What you have to do »
Convert the data into a JSON list of strings, one string per line and blank lines omitted. Start at the line containing "73L340 61L320 59L287" and end after the line containing "positive clicks: (325, 59) (253, 102)".

Data supplied »
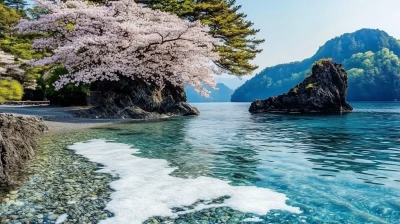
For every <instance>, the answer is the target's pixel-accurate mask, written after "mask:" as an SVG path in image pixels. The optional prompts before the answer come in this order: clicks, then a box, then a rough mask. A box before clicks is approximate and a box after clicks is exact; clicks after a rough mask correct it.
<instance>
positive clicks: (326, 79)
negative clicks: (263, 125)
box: [249, 59, 353, 113]
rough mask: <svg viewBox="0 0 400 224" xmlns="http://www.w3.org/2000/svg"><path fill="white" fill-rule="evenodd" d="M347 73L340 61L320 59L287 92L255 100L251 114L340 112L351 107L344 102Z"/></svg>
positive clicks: (325, 59) (253, 102)
mask: <svg viewBox="0 0 400 224" xmlns="http://www.w3.org/2000/svg"><path fill="white" fill-rule="evenodd" d="M347 89H348V83H347V73H346V71H345V70H344V69H343V67H342V65H341V64H338V63H334V62H332V61H331V60H330V59H321V60H319V61H318V62H316V63H315V64H314V65H313V67H312V74H311V75H310V76H309V77H307V78H306V79H304V81H303V82H302V83H300V84H298V85H296V86H295V87H294V88H292V89H291V90H290V91H289V92H288V93H285V94H282V95H280V96H276V97H270V98H268V99H266V100H255V101H254V102H253V103H252V104H251V106H250V109H249V111H250V112H251V113H340V112H351V111H352V110H353V108H352V107H351V106H350V104H349V103H348V102H347V101H346V93H347Z"/></svg>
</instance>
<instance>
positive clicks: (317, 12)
mask: <svg viewBox="0 0 400 224" xmlns="http://www.w3.org/2000/svg"><path fill="white" fill-rule="evenodd" d="M237 4H238V5H242V9H241V11H242V12H244V13H246V14H247V18H248V20H250V21H252V22H253V23H254V27H255V28H257V29H260V30H261V31H260V33H259V34H258V37H259V38H262V39H265V43H264V44H262V45H261V48H262V49H263V50H264V51H263V52H262V53H261V54H260V55H259V56H258V57H257V58H256V59H255V60H254V64H257V65H258V66H260V69H258V70H257V72H259V71H260V70H262V69H264V68H266V67H268V66H273V65H277V64H281V63H288V62H293V61H300V60H303V59H305V58H308V57H311V56H312V55H313V54H314V53H315V52H316V51H317V50H318V48H319V47H320V46H322V45H323V44H324V43H325V42H326V41H328V40H330V39H332V38H334V37H336V36H339V35H342V34H344V33H351V32H354V31H356V30H359V29H362V28H374V29H381V30H384V31H386V32H387V33H388V34H389V35H391V36H394V37H395V38H398V39H400V24H399V23H400V0H331V1H329V0H237ZM251 77H252V76H247V77H245V79H248V78H251ZM219 81H220V82H223V83H225V84H226V85H228V86H229V87H231V88H237V87H238V86H239V85H240V84H242V83H243V82H244V81H242V80H241V81H238V80H237V79H233V78H229V77H228V76H223V77H221V78H220V79H219Z"/></svg>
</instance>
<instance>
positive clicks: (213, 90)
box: [185, 83, 234, 103]
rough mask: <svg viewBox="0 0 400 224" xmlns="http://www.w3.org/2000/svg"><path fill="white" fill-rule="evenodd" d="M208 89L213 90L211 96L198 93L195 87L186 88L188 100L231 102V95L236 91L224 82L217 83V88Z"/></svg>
mask: <svg viewBox="0 0 400 224" xmlns="http://www.w3.org/2000/svg"><path fill="white" fill-rule="evenodd" d="M208 90H209V91H211V93H210V97H208V98H207V97H204V96H202V95H200V94H199V93H197V92H196V91H195V90H194V88H193V87H187V88H185V91H186V95H187V98H188V102H191V103H197V102H230V101H231V96H232V94H233V92H234V91H233V90H232V89H229V88H228V87H227V86H226V85H224V84H222V83H218V84H217V90H214V89H211V88H208Z"/></svg>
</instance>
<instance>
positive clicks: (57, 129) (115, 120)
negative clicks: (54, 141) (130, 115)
mask: <svg viewBox="0 0 400 224" xmlns="http://www.w3.org/2000/svg"><path fill="white" fill-rule="evenodd" d="M86 108H87V107H52V106H14V105H13V106H8V105H0V113H8V114H15V115H21V116H37V117H40V118H41V119H43V121H44V123H45V124H46V126H47V127H49V132H50V133H59V132H69V131H75V130H80V129H88V128H94V127H99V126H104V125H109V124H117V123H123V122H126V120H122V119H85V118H75V117H74V112H75V111H76V110H82V109H86Z"/></svg>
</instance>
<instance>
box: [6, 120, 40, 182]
mask: <svg viewBox="0 0 400 224" xmlns="http://www.w3.org/2000/svg"><path fill="white" fill-rule="evenodd" d="M46 130H47V127H46V126H45V125H44V124H43V122H42V121H40V120H39V118H36V117H22V116H14V115H10V114H0V185H2V186H8V185H11V184H13V181H12V178H11V176H10V174H12V173H14V172H17V171H19V170H20V169H21V168H22V167H23V165H24V164H25V163H26V161H27V160H29V159H31V158H32V157H33V156H34V155H35V152H34V147H35V144H36V141H35V138H36V136H37V135H39V134H40V133H43V132H44V131H46Z"/></svg>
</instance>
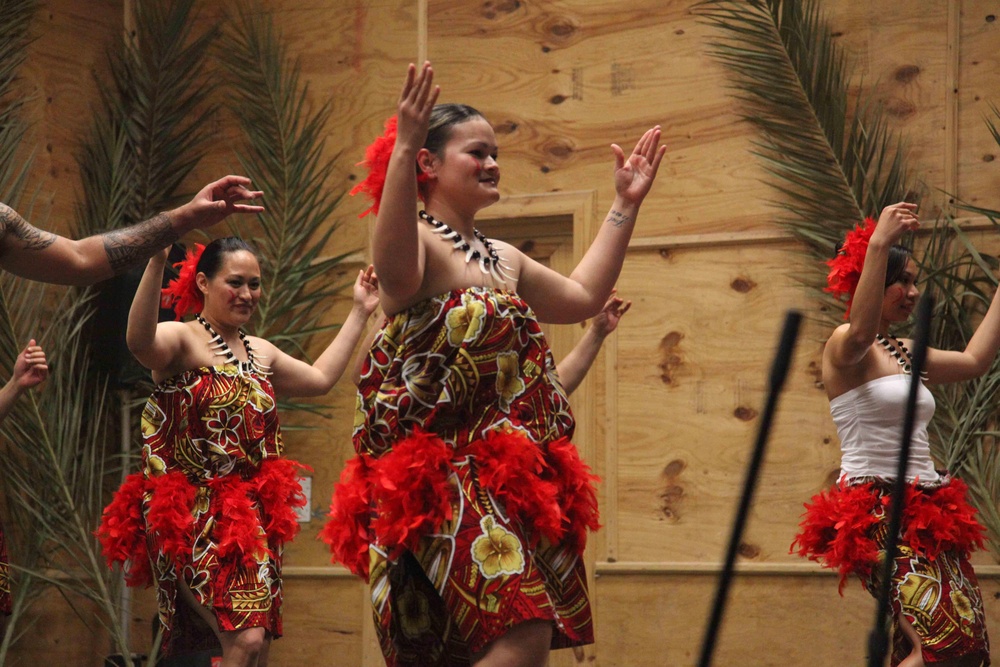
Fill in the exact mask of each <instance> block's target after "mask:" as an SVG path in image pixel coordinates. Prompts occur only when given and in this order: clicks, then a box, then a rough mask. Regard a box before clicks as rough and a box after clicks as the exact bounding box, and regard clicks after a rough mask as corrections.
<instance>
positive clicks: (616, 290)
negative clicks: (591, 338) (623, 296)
mask: <svg viewBox="0 0 1000 667" xmlns="http://www.w3.org/2000/svg"><path fill="white" fill-rule="evenodd" d="M616 292H617V290H611V296H609V297H608V300H607V302H606V303H605V304H604V308H602V309H601V312H599V313H598V314H597V315H595V316H594V319H593V321H592V323H591V326H593V327H594V333H596V334H597V335H598V336H600V337H601V338H606V337H607V336H608V334H610V333H611V332H612V331H614V330H615V329H617V328H618V322H619V321H621V318H622V315H624V314H625V313H627V312H628V309H629V308H631V307H632V302H631V301H624V300H623V299H621V298H620V297H619V296H618V295H617V294H616Z"/></svg>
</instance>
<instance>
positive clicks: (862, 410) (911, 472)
mask: <svg viewBox="0 0 1000 667" xmlns="http://www.w3.org/2000/svg"><path fill="white" fill-rule="evenodd" d="M910 379H911V376H909V375H903V374H899V375H887V376H885V377H880V378H875V379H874V380H871V381H870V382H866V383H865V384H863V385H861V386H860V387H855V388H854V389H852V390H850V391H848V392H846V393H844V394H841V395H840V396H838V397H837V398H835V399H833V400H832V401H830V414H831V415H832V416H833V423H834V424H836V426H837V435H838V437H839V438H840V451H841V463H840V478H841V479H842V480H850V479H853V478H857V477H867V476H876V477H883V478H889V479H894V478H895V477H896V469H897V468H898V465H899V463H898V460H899V443H900V440H901V439H902V437H903V417H904V415H905V413H906V400H907V397H908V396H909V392H910ZM933 415H934V396H933V395H931V392H930V391H929V390H928V389H927V387H925V386H924V384H923V382H921V383H920V387H919V389H918V390H917V413H916V415H915V418H914V422H913V437H912V439H911V441H910V443H911V444H910V461H909V464H908V465H907V469H906V478H907V480H908V481H913V480H914V479H917V478H919V479H920V481H921V482H928V483H932V482H936V481H938V479H939V478H940V475H938V473H937V471H936V470H935V469H934V461H933V460H932V459H931V449H930V443H929V442H928V440H927V423H928V422H929V421H930V420H931V417H932V416H933Z"/></svg>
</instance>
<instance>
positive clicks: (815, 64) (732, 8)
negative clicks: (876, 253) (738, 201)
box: [695, 0, 914, 287]
mask: <svg viewBox="0 0 1000 667" xmlns="http://www.w3.org/2000/svg"><path fill="white" fill-rule="evenodd" d="M695 12H696V13H697V14H698V15H700V16H701V17H702V18H703V20H705V21H707V22H708V23H709V24H711V25H713V26H715V27H716V28H718V29H719V34H720V35H721V36H720V37H719V38H718V39H717V40H715V41H714V42H713V43H712V44H711V45H710V49H711V53H712V55H713V56H714V57H715V58H716V59H717V60H718V61H719V62H721V63H722V64H723V65H724V66H725V67H726V69H727V70H728V72H729V73H730V74H731V81H732V83H731V85H732V88H733V91H734V92H733V94H734V96H735V98H736V99H737V100H738V101H739V102H740V114H741V116H742V118H743V119H744V120H746V121H747V122H749V123H751V124H752V125H753V126H754V127H756V128H757V130H758V131H759V135H758V138H757V140H756V141H755V143H754V149H753V151H754V153H755V154H756V155H757V156H758V157H759V158H760V160H761V163H762V164H763V166H764V168H765V170H766V171H767V172H768V174H769V180H768V183H769V184H770V185H771V186H772V187H773V188H774V189H775V191H776V192H777V193H778V195H779V197H778V198H777V200H776V201H775V202H774V203H775V204H776V205H777V207H778V208H779V210H781V211H783V214H782V215H781V216H780V218H779V223H780V224H782V225H783V226H784V227H785V228H786V229H788V230H789V231H790V232H792V233H793V234H794V235H795V236H796V237H797V238H799V239H800V240H802V241H803V242H804V243H805V244H806V246H807V247H808V248H809V251H810V253H811V255H812V256H813V257H815V258H817V259H827V258H829V257H830V256H831V255H832V254H833V249H834V248H835V247H836V244H837V242H838V241H839V240H840V239H842V238H843V235H844V232H845V231H846V230H847V229H848V228H849V227H850V226H851V225H853V224H855V223H857V222H860V221H861V219H863V218H864V217H865V216H866V215H877V214H878V212H879V211H881V209H882V208H883V207H884V206H885V205H886V204H890V203H893V202H897V201H901V200H903V199H904V198H907V197H910V198H911V199H912V198H913V197H914V195H913V193H912V191H911V188H910V184H909V176H908V174H907V171H906V168H905V164H904V163H905V155H906V149H905V146H904V144H903V142H902V140H901V138H900V137H899V135H898V134H897V133H895V132H893V131H892V130H891V129H890V127H889V125H888V122H887V120H886V118H885V116H884V114H882V113H881V110H880V109H879V107H878V105H876V104H875V103H874V102H873V101H871V100H870V99H868V98H867V97H865V96H864V94H862V95H861V98H860V100H859V101H858V102H857V103H856V104H853V105H852V103H851V99H852V95H851V90H850V75H851V69H850V64H849V61H848V57H847V54H846V53H845V51H844V49H843V48H841V47H840V46H839V45H838V44H837V42H836V38H835V37H834V34H833V31H832V29H831V28H830V26H829V24H828V23H827V21H826V18H825V17H824V15H823V13H822V12H821V10H820V7H819V3H818V2H814V1H812V0H704V1H703V2H699V3H698V4H696V5H695ZM852 107H853V108H852ZM817 275H818V274H817ZM819 278H820V279H821V278H822V276H820V277H819ZM812 284H813V285H814V286H816V287H820V286H821V285H820V284H819V282H818V279H817V278H816V277H815V276H814V277H813V278H812Z"/></svg>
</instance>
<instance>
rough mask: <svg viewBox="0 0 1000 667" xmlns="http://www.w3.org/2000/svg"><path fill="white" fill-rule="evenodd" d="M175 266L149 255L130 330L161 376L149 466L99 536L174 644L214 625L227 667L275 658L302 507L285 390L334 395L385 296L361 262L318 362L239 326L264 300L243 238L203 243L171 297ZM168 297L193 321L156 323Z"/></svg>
mask: <svg viewBox="0 0 1000 667" xmlns="http://www.w3.org/2000/svg"><path fill="white" fill-rule="evenodd" d="M165 262H166V251H164V252H163V253H162V254H160V255H158V256H156V257H153V258H152V259H151V260H149V264H148V265H147V267H146V272H145V273H144V274H143V277H142V281H141V282H140V284H139V289H138V291H137V292H136V295H135V298H134V300H133V301H132V309H131V311H130V312H129V321H128V332H127V335H126V340H127V342H128V346H129V349H130V350H131V351H132V353H133V354H134V355H135V357H136V358H137V359H138V360H139V362H140V363H142V364H143V365H144V366H146V367H147V368H149V369H150V370H151V371H152V372H153V380H154V381H155V382H156V383H157V385H156V389H155V390H154V391H153V395H152V396H151V397H150V398H149V400H148V401H147V403H146V407H145V408H144V409H143V413H142V436H143V447H142V470H141V471H140V472H137V473H134V474H132V475H129V477H128V479H127V480H126V481H125V483H124V484H123V485H122V487H121V488H120V489H119V491H118V493H117V494H116V495H115V498H114V500H113V501H112V502H111V504H110V505H108V507H107V508H106V509H105V511H104V517H103V519H102V521H101V526H100V528H99V530H98V536H99V537H100V539H101V543H102V547H103V548H104V554H105V557H106V558H107V560H108V562H109V564H113V563H115V562H118V563H121V564H122V565H124V566H125V569H126V578H127V581H128V583H129V584H130V585H139V584H145V585H150V584H155V585H156V588H157V598H158V603H159V617H160V623H161V624H162V626H163V629H164V633H165V638H164V642H163V646H164V652H165V654H167V655H170V654H173V653H177V652H178V651H180V650H182V648H190V647H192V646H204V642H205V641H206V640H208V641H209V642H212V643H214V642H213V641H212V635H213V634H214V635H215V636H216V638H217V639H218V642H219V644H221V646H222V665H223V666H224V667H266V665H267V662H268V651H269V647H270V642H271V639H273V638H275V637H279V636H280V635H281V632H282V624H281V601H282V592H281V590H282V585H281V560H282V549H283V546H284V544H285V542H287V541H289V540H291V539H292V538H293V537H294V536H295V534H296V533H297V532H298V523H297V521H296V518H295V508H296V507H302V506H304V504H305V497H304V496H303V495H302V492H301V487H300V485H299V481H298V475H299V471H300V470H301V469H302V468H303V466H300V465H299V464H298V463H295V462H294V461H291V460H289V459H287V458H285V457H284V456H283V455H282V450H283V444H282V439H281V430H280V428H279V426H278V415H277V409H276V405H275V401H276V398H275V397H276V395H277V396H287V397H294V396H320V395H323V394H326V393H327V392H328V391H330V389H331V388H332V387H333V385H334V384H335V383H336V382H337V381H338V380H339V379H340V377H341V375H342V374H343V372H344V369H345V368H346V367H347V364H348V362H349V359H350V356H351V352H352V350H353V349H354V347H355V346H356V345H357V342H358V339H359V338H360V336H361V334H362V332H363V329H364V326H365V323H366V322H367V320H368V318H369V316H370V315H371V313H372V312H373V311H374V310H375V308H376V307H377V306H378V282H377V279H376V277H375V274H374V273H373V269H372V267H370V266H369V267H368V269H367V270H365V271H359V273H358V277H357V280H356V281H355V283H354V306H353V308H352V310H351V312H350V314H349V315H348V317H347V320H346V321H345V322H344V324H343V326H342V327H341V329H340V331H339V333H338V334H337V336H336V337H335V338H334V340H333V341H332V342H331V343H330V345H329V346H328V347H327V348H326V350H325V351H324V352H323V353H322V354H321V355H320V356H319V357H318V358H317V359H316V361H315V362H314V363H313V364H311V365H310V364H307V363H304V362H302V361H299V360H297V359H294V358H292V357H291V356H289V355H287V354H285V353H284V352H282V351H281V350H280V349H278V348H277V347H276V346H274V345H273V344H271V343H269V342H268V341H266V340H264V339H262V338H257V337H255V336H248V335H246V334H245V333H244V332H243V327H244V326H245V325H246V324H247V322H249V321H250V318H251V317H252V316H253V314H254V311H255V309H256V307H257V302H258V300H259V299H260V296H261V279H260V265H259V264H258V262H257V257H256V255H255V254H254V251H253V249H252V248H251V247H250V246H249V245H248V244H247V243H246V242H245V241H243V240H242V239H239V238H236V237H228V238H223V239H216V240H214V241H212V242H211V243H209V244H208V245H207V246H201V245H196V248H195V250H194V251H193V252H189V253H188V255H187V258H186V259H185V260H184V261H183V262H182V263H181V264H180V265H179V267H180V275H179V277H178V278H177V279H176V280H174V281H171V283H170V286H169V287H167V288H165V289H163V290H162V295H161V290H160V287H159V286H160V284H161V281H162V279H163V268H164V264H165ZM161 296H162V300H163V301H165V302H166V303H167V305H173V307H174V310H175V312H176V314H177V319H178V320H179V319H181V318H182V317H184V316H185V315H187V314H189V313H194V314H196V317H195V319H193V320H190V321H187V322H160V323H158V322H157V320H158V315H159V308H160V304H161ZM194 615H197V617H200V618H201V619H202V620H203V621H204V623H201V624H199V623H192V620H196V619H193V616H194ZM199 626H200V627H201V628H203V629H204V630H202V631H199ZM206 630H207V632H206ZM205 635H207V636H205ZM175 640H176V641H175ZM182 643H183V644H185V646H184V647H181V646H178V645H176V644H182Z"/></svg>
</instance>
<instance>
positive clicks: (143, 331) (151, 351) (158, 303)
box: [125, 248, 184, 372]
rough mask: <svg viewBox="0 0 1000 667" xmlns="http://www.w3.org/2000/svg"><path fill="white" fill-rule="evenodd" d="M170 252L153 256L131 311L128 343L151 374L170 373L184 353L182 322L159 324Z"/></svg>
mask: <svg viewBox="0 0 1000 667" xmlns="http://www.w3.org/2000/svg"><path fill="white" fill-rule="evenodd" d="M169 253H170V248H165V249H164V250H162V251H161V252H158V253H157V254H155V255H153V256H152V257H151V258H150V259H149V262H148V263H147V264H146V270H145V271H144V272H143V274H142V280H140V281H139V287H138V289H136V291H135V296H134V297H133V298H132V307H131V308H130V309H129V311H128V327H127V328H126V330H125V342H126V344H127V345H128V349H129V352H131V353H132V354H133V355H134V356H135V358H136V359H137V360H138V361H139V363H140V364H142V365H143V366H145V367H146V368H148V369H149V370H151V371H155V372H162V371H164V370H166V369H168V368H169V367H170V366H171V365H172V364H173V363H174V361H176V360H177V358H178V357H179V356H180V355H181V353H182V351H183V349H184V348H183V343H184V337H183V328H184V325H183V324H181V323H180V322H164V323H162V324H158V320H159V318H160V285H162V283H163V267H164V265H165V264H166V263H167V255H168V254H169Z"/></svg>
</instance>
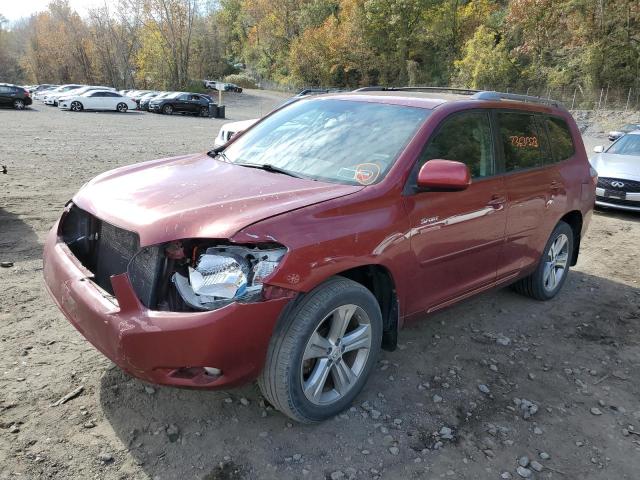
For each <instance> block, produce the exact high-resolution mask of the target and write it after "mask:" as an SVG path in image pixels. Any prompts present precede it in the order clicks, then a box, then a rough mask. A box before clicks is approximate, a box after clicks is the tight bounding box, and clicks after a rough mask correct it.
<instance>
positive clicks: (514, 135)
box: [509, 135, 538, 148]
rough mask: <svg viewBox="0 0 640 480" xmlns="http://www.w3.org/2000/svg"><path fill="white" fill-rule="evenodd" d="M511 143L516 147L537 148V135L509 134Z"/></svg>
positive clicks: (509, 137)
mask: <svg viewBox="0 0 640 480" xmlns="http://www.w3.org/2000/svg"><path fill="white" fill-rule="evenodd" d="M509 138H510V139H511V145H513V146H514V147H518V148H526V147H530V148H538V137H535V136H534V137H520V136H518V135H511V136H510V137H509Z"/></svg>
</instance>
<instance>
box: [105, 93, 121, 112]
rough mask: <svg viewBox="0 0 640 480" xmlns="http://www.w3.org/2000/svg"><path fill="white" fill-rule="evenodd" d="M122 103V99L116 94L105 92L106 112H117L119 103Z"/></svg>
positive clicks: (113, 93)
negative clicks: (116, 110)
mask: <svg viewBox="0 0 640 480" xmlns="http://www.w3.org/2000/svg"><path fill="white" fill-rule="evenodd" d="M121 101H122V97H121V96H120V94H119V93H116V92H104V108H105V109H106V110H115V109H116V107H117V106H118V103H120V102H121Z"/></svg>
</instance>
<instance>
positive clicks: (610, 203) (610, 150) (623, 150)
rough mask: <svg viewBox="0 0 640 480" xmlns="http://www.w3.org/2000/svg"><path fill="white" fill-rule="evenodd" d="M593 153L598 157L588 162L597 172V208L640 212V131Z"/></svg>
mask: <svg viewBox="0 0 640 480" xmlns="http://www.w3.org/2000/svg"><path fill="white" fill-rule="evenodd" d="M593 151H594V152H596V153H597V154H598V155H595V156H593V157H591V158H590V159H589V162H590V163H591V166H592V167H593V168H595V169H596V171H597V172H598V186H597V187H596V205H599V206H601V207H609V208H617V209H620V210H627V211H632V212H640V130H635V131H632V132H628V133H625V135H623V136H622V137H620V138H618V140H616V141H615V142H614V143H613V144H611V145H610V146H609V147H608V148H605V147H604V146H602V145H599V146H597V147H595V148H594V149H593Z"/></svg>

Answer area »
[
  "rough mask: <svg viewBox=\"0 0 400 224\" xmlns=\"http://www.w3.org/2000/svg\"><path fill=\"white\" fill-rule=\"evenodd\" d=\"M347 73L340 61L320 59L287 92L255 100L251 114L340 112L351 107L344 102Z\"/></svg>",
  "positive clicks: (325, 59) (253, 102)"
]